YOUR TASK: Please format the records below as a JSON list of strings, one string per line, from the first line through the line containing "point(47, 112)", with both of those lines included. Leave out blank lines and the pictures.

>> start WORKING DATA

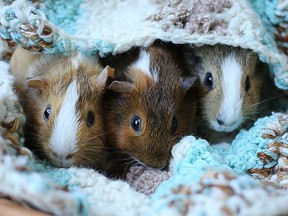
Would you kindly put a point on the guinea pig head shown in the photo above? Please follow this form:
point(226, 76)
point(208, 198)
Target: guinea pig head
point(230, 85)
point(147, 114)
point(67, 126)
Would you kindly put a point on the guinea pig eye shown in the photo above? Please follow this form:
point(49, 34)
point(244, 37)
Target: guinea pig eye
point(247, 84)
point(174, 125)
point(90, 119)
point(136, 123)
point(208, 81)
point(47, 112)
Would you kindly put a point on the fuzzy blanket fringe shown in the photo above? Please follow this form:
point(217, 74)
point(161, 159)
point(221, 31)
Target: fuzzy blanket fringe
point(245, 177)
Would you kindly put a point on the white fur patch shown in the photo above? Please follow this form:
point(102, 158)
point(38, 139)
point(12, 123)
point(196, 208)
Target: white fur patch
point(143, 63)
point(76, 59)
point(231, 108)
point(64, 134)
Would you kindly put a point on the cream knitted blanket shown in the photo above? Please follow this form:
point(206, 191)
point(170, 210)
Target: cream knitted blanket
point(248, 177)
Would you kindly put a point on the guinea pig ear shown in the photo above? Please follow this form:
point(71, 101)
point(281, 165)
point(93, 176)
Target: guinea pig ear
point(188, 82)
point(106, 74)
point(37, 82)
point(121, 86)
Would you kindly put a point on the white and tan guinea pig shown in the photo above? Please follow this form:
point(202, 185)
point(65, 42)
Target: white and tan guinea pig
point(230, 84)
point(62, 98)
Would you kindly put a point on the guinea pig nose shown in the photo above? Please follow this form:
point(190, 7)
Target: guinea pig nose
point(220, 122)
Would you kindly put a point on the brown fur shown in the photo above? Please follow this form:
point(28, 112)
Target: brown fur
point(209, 59)
point(156, 104)
point(59, 73)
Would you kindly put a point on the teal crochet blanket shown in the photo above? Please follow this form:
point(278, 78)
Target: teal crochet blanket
point(245, 177)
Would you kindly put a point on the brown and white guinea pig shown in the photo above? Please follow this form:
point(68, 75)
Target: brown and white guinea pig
point(150, 105)
point(62, 98)
point(230, 84)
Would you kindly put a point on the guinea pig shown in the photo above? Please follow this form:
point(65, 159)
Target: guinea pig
point(230, 84)
point(150, 104)
point(62, 98)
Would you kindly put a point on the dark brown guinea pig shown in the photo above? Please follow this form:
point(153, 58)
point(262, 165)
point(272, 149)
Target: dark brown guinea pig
point(150, 105)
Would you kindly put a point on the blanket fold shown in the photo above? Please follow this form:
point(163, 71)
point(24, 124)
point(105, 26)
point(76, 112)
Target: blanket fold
point(245, 177)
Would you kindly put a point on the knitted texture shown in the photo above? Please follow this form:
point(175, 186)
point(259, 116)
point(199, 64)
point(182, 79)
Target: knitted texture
point(53, 30)
point(246, 177)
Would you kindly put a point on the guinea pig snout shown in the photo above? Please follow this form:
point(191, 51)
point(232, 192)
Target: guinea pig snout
point(63, 159)
point(224, 123)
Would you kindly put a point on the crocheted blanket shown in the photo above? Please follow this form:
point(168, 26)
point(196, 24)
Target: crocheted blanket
point(246, 177)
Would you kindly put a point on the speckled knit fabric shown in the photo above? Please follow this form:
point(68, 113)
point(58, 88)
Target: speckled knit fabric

>> end WORKING DATA

COMPLETE ANSWER:
[
  "Would you kindly put a point on the guinea pig head shown in the photo above? Please follow this form:",
  "point(226, 76)",
  "point(208, 198)",
  "Target: guinea pig head",
  "point(230, 85)",
  "point(147, 114)",
  "point(67, 126)",
  "Would you kindly put a point on the guinea pig eye shown in the photo above? Please follow this form:",
  "point(49, 34)",
  "point(244, 37)",
  "Target: guinea pig eye",
  "point(247, 84)",
  "point(174, 125)",
  "point(90, 119)",
  "point(136, 123)",
  "point(208, 81)",
  "point(47, 112)"
]